By David Grace (Amazon PageDavid Grace Website)

In a simpler world, Non-Fungible Tokens (NFTs) would have been invented by a Wall-Street genius in a fit of caffeine-induced brilliance. It didn’t happen that way, but it would have been a much more interesting story if it had.

Why Non-Fungible Tokens (NFTs) Were Created

Here’s the deal:

  • Rich people have huge amounts of wealth that they need to do something with. They don’t want to simply park their money in a CD for one or two percent interest. They want an Investment Product, a vehicle that offers them the opportunity to get a 20%, 50% or an even greater return in a relatively short period of time.
  • On the other end of the equation are the brokers, the Auction Houses and Wall-Street Traders, who are always looking for a new Investment Product that they can sell.

Traders invented Exchange Traded Funds (ETFs), essentially, a new form of gambling instrument, to fill the void, but now those ETFs are old hat.

NFTs Are A New Investment Product

NFTs are the latest Investment Product designed to give Wall Street something new to sell on one end and wealthy investors something that might quickly appreciate in value on the other.

But, let’s pretend that there actually was one, particular, unique, Wall-Street-Trader genius who invented NFTs. Let’s call him “Emerson Bling.”

How A Genius Might Have Invented NFTs

In this imaginary scenario, how might Bling have come up with the idea for the NFT?

┄┄┄┄┄┄┄┄┄┄┄┄┄┄┄┄┄┄┄┄

SET TASK:
Answer these from the NFT article:
1. What interest rate do rich people not want to settle for in a CD?
2. What did traders invent before NFTs that the article now calls old hat?
3. What name is given to the pretend genius who invented NFTs?
The records aren't needed here.

DATA ROWS:

┄┄┄┄┄┄┄┄┄┄┄┄┄┄┄┄┄┄┄┄

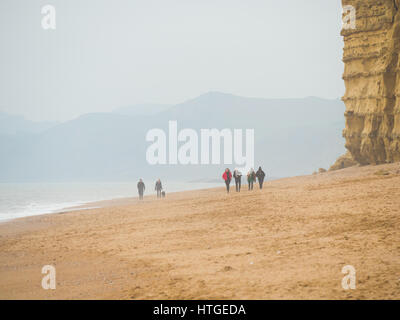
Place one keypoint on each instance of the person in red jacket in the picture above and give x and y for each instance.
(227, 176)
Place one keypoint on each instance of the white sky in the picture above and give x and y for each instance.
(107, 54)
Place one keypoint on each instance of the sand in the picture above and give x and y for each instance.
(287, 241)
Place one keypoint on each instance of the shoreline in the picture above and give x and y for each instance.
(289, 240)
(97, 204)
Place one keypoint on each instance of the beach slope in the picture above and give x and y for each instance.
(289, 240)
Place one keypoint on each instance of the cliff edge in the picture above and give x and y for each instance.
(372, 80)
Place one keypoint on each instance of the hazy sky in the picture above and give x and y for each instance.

┄┄┄┄┄┄┄┄┄┄┄┄┄┄┄┄┄┄┄┄

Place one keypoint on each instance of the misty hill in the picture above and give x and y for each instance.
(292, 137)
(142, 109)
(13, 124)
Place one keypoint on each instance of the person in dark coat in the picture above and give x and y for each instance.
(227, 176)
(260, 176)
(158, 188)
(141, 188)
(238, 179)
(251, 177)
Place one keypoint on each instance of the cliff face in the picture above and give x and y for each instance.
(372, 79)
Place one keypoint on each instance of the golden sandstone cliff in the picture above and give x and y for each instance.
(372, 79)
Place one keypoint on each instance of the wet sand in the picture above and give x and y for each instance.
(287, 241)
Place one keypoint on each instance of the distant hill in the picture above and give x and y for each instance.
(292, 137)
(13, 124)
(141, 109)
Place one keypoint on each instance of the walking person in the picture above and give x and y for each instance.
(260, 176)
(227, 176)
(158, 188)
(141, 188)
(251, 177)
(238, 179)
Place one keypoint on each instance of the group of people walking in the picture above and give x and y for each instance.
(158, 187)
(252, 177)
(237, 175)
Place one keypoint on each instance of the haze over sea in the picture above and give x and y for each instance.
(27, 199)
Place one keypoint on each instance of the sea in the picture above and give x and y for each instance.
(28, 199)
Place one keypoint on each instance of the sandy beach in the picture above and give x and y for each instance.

┄┄┄┄┄┄┄┄┄┄┄┄┄┄┄┄┄┄┄┄

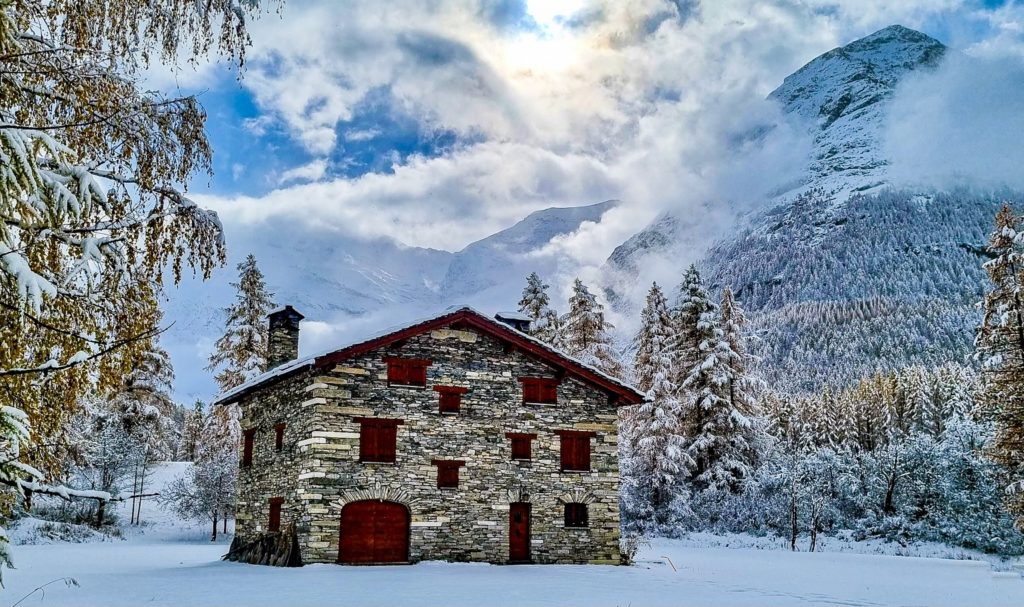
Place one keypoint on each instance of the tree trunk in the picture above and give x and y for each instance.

┄┄┄┄┄┄┄┄┄┄┄┄┄┄┄┄┄┄┄┄

RIGHT ANSWER:
1. One or two percent.
2. Exchange Traded Funds (ETFs).
3. Emerson Bling.